Labeling and segmentation listing:

========================================

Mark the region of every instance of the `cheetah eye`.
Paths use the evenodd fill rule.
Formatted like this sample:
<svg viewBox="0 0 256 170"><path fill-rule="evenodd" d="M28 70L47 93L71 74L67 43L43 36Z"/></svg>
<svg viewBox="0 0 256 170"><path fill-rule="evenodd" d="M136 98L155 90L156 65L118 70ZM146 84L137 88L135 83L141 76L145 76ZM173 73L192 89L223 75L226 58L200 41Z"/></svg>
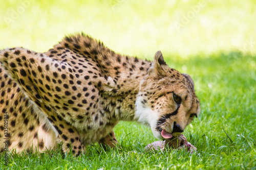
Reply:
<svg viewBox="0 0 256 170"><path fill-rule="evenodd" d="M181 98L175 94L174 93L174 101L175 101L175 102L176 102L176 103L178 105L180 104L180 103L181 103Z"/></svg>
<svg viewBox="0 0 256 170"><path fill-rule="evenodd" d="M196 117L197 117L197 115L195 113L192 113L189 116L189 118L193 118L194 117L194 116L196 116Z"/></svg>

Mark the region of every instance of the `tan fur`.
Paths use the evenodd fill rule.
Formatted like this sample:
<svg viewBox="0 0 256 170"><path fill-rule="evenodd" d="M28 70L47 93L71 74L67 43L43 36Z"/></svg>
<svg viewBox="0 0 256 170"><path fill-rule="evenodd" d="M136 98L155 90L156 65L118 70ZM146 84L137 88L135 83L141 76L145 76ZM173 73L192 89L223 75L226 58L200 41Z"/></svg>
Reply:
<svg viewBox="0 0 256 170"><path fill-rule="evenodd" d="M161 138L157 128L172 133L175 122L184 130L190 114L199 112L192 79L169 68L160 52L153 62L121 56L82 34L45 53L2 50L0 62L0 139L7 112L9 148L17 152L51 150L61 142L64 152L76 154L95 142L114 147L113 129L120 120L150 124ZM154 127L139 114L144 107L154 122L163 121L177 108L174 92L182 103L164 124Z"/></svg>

========================================

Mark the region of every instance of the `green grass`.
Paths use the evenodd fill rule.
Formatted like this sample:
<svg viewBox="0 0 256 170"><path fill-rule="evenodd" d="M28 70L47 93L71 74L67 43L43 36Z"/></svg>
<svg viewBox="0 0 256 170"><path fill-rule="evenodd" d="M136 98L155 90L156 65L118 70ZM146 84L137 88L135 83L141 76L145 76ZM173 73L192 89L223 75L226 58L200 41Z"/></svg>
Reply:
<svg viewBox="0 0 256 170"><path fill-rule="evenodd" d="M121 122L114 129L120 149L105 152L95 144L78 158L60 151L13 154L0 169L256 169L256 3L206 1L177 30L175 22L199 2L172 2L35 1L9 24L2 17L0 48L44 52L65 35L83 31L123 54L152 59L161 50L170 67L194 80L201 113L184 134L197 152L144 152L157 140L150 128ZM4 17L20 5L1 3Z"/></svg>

========================================

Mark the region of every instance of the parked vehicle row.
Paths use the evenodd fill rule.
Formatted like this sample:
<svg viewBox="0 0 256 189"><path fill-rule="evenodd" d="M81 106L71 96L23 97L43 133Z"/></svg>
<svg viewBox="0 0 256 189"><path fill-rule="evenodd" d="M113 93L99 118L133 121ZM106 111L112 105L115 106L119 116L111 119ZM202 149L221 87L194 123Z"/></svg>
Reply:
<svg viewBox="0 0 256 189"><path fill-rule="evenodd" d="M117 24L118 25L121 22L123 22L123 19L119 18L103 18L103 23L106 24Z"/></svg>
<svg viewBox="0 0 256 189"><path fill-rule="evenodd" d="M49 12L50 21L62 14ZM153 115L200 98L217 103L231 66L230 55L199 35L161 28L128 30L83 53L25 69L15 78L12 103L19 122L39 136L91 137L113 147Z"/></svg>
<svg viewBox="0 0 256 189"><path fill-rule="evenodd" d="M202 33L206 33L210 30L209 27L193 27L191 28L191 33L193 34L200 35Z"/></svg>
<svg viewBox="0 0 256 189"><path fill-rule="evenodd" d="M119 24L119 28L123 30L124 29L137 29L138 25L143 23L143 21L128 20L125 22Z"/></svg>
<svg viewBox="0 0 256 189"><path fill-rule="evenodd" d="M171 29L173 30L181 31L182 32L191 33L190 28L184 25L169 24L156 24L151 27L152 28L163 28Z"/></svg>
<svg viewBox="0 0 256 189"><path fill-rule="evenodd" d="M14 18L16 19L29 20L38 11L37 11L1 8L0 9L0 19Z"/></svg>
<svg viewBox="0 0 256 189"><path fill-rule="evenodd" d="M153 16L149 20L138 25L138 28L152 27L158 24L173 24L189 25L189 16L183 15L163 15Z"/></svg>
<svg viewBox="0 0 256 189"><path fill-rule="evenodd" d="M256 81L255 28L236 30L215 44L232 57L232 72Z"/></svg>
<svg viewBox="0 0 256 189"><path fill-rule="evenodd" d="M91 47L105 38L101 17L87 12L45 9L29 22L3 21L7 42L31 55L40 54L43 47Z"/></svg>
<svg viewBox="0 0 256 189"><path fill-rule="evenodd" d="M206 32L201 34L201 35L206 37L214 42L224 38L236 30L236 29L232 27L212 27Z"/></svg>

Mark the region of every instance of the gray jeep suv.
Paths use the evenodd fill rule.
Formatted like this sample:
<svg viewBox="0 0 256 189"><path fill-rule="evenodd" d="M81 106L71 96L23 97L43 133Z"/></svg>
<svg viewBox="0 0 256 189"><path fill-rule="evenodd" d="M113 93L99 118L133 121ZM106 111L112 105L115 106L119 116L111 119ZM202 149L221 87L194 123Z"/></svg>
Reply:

========================================

What you have to do
Pick out every line of the listing above that contains the word "Mark", and copy each one.

Answer for the task
Mark the region of every instance of the `cheetah eye`.
Mark the region of every instance of the `tan fur`.
Mark the region of every instance of the `green grass`.
Mark the region of every instance of the parked vehicle row.
Mark the region of every instance of the gray jeep suv.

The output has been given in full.